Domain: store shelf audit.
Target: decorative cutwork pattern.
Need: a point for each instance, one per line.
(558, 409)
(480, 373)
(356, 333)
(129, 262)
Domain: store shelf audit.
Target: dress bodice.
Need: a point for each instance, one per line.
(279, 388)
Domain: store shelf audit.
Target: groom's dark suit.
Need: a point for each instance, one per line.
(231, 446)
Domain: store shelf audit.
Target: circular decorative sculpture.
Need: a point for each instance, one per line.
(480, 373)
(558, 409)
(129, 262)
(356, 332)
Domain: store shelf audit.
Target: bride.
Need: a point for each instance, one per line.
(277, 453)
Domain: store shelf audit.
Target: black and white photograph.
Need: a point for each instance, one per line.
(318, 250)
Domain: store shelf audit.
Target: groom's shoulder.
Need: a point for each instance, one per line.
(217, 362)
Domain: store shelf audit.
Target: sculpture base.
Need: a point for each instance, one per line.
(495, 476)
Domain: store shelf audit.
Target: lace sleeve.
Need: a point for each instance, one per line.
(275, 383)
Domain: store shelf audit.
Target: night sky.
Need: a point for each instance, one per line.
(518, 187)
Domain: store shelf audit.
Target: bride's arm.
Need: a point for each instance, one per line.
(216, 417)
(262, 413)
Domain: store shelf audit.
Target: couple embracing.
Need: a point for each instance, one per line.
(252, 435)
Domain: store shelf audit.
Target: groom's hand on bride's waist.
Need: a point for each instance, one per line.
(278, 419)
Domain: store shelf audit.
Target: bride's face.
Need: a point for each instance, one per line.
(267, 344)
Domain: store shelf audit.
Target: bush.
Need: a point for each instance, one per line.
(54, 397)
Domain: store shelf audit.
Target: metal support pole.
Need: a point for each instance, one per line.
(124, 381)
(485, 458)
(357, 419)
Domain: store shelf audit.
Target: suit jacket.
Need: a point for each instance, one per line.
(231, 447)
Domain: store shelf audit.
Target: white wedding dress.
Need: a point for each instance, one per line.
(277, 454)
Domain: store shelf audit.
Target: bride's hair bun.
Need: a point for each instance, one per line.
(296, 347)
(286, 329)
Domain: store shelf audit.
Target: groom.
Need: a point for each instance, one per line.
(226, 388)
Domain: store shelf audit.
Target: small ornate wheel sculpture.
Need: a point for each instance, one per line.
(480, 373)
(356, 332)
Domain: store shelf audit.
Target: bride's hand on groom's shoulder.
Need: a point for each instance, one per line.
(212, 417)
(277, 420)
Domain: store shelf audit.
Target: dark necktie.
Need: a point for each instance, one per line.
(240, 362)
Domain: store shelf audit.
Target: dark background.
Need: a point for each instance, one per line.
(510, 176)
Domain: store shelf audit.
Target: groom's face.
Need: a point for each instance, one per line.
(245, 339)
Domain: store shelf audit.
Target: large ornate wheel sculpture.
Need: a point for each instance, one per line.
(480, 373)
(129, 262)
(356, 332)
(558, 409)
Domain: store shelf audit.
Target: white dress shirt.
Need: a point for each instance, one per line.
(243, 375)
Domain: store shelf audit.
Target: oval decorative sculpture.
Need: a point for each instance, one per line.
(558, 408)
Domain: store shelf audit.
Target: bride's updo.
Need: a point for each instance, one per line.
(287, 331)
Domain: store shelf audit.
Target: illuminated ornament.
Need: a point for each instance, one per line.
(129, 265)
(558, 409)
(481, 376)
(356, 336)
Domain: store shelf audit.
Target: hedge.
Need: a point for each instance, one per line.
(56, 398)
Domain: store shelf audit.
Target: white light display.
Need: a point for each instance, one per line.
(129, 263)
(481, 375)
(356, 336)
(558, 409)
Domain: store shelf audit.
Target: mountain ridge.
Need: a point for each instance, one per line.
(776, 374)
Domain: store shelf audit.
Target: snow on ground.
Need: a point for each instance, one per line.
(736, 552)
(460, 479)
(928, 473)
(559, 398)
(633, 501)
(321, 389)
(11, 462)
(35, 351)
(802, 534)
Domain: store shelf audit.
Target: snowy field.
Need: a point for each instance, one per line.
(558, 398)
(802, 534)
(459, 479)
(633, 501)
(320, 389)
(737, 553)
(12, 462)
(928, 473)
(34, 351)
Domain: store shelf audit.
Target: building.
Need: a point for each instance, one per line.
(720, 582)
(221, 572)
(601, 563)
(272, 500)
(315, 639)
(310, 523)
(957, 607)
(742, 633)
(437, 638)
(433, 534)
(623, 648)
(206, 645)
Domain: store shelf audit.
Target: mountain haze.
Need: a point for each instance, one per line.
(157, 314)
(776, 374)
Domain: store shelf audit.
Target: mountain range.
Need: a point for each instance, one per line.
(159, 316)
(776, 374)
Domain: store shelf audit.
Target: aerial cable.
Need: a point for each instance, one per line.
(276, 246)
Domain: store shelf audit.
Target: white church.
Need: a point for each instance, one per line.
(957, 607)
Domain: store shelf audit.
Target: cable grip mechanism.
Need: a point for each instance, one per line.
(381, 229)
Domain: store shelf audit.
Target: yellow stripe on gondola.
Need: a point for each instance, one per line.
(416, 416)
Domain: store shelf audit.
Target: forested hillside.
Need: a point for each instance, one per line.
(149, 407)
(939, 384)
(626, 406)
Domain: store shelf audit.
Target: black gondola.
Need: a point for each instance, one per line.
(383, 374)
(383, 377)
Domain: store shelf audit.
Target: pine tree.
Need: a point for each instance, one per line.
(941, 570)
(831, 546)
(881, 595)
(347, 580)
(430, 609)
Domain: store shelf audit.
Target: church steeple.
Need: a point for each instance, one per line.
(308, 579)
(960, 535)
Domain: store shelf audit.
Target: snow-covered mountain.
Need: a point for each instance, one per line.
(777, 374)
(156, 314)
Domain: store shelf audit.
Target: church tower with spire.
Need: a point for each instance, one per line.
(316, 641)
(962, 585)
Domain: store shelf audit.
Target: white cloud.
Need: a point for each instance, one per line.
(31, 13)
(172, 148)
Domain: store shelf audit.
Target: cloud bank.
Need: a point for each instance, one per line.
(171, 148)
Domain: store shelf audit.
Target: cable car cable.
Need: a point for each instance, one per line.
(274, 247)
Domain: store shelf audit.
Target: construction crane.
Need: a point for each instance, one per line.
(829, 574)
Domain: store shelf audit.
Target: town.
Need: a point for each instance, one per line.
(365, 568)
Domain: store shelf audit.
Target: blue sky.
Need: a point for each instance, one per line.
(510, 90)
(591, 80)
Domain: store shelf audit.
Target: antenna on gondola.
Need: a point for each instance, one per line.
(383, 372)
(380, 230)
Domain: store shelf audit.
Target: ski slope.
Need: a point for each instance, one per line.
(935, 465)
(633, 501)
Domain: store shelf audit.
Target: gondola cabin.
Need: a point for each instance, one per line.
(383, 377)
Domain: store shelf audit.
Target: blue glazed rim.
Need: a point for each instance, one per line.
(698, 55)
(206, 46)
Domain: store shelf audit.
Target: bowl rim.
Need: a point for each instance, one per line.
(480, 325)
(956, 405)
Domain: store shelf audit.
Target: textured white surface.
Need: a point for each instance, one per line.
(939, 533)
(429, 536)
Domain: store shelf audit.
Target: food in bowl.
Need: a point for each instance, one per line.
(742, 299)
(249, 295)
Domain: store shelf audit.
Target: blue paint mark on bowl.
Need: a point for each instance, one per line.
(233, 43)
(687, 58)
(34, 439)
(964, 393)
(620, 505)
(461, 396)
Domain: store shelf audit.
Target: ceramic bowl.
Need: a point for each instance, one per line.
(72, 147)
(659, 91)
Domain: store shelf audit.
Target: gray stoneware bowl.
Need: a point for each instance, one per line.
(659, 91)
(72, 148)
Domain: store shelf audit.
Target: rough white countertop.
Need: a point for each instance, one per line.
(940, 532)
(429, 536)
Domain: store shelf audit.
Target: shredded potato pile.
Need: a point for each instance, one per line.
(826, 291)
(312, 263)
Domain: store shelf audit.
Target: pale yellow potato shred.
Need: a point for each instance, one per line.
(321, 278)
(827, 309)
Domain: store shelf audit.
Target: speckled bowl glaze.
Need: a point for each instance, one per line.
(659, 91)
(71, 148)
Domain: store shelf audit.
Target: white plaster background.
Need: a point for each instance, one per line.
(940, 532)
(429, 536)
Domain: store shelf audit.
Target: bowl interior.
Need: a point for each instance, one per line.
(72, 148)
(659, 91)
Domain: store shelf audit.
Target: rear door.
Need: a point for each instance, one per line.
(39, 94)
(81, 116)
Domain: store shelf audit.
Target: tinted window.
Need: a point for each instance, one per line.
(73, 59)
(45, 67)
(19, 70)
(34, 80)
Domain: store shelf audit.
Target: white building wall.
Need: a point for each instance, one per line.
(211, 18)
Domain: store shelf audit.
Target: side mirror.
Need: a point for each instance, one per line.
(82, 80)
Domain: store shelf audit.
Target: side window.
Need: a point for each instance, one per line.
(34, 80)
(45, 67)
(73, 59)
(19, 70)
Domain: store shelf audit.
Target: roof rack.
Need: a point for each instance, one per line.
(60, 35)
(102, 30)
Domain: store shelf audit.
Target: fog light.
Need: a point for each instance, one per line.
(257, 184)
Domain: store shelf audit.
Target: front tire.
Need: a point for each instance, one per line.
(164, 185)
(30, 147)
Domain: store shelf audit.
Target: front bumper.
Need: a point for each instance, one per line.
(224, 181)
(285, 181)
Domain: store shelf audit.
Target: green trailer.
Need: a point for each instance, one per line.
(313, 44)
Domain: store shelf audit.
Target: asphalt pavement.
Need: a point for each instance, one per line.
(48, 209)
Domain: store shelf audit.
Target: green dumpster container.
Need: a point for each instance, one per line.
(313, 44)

How to complete this task: The lines wanted are those from the one holding "Target: roof rack." through the final line of the listing; print them exactly.

Output for this exercise:
Target: roof rack.
Need: a point for each instance, one per line.
(60, 35)
(102, 30)
Domain: store shelf audit.
Target: fog light.
Need: a point for each instance, one per line.
(257, 184)
Domain: store shelf audit.
Target: front tire.
Need: a point for each instance, one per line.
(164, 185)
(30, 147)
Domain: store shelf audit.
Target: front bumper.
Need: a point for each instance, one per line.
(224, 181)
(285, 181)
Domain: store shelf audit.
Target: green trailer.
Need: a point for each instance, one per line.
(313, 44)
Domain: store shelf audit.
Target: asphalt pavement.
Need: a point for each instance, one per line.
(48, 209)
Domain: store shelf audit.
Target: green dumpster container.
Need: a point for each instance, one per line.
(313, 44)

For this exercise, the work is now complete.